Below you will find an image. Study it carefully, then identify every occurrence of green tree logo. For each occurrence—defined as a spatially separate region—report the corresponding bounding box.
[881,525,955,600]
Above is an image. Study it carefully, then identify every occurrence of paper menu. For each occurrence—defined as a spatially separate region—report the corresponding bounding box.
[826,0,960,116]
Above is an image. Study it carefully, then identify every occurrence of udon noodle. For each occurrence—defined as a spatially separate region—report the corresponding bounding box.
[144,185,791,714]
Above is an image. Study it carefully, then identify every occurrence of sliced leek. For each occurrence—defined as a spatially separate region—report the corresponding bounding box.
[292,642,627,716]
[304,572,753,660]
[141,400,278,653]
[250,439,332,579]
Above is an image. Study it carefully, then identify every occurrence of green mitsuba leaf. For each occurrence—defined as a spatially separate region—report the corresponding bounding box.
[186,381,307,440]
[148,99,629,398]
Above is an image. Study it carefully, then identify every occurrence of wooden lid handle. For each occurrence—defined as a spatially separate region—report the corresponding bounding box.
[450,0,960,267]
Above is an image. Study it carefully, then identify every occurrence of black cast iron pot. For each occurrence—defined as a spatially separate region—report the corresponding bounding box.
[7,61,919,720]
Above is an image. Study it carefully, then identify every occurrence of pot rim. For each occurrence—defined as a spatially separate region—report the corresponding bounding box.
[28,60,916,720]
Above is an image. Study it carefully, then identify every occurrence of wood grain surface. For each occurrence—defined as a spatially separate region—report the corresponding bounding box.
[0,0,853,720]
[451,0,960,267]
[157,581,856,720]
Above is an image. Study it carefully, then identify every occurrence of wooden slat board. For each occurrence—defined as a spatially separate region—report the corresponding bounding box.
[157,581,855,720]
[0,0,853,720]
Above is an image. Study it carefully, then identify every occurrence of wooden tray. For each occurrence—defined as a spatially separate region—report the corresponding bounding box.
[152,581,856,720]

- **To do**:
List each line of the material that contains the string "Below". The match is case-sensitive.

- **Answer to this problem**:
Below you will find an image. Study it carefully, then identify every occurrence of green tree logo. For each occurrence—defined as a spatially separate region—report the corresponding bounding box.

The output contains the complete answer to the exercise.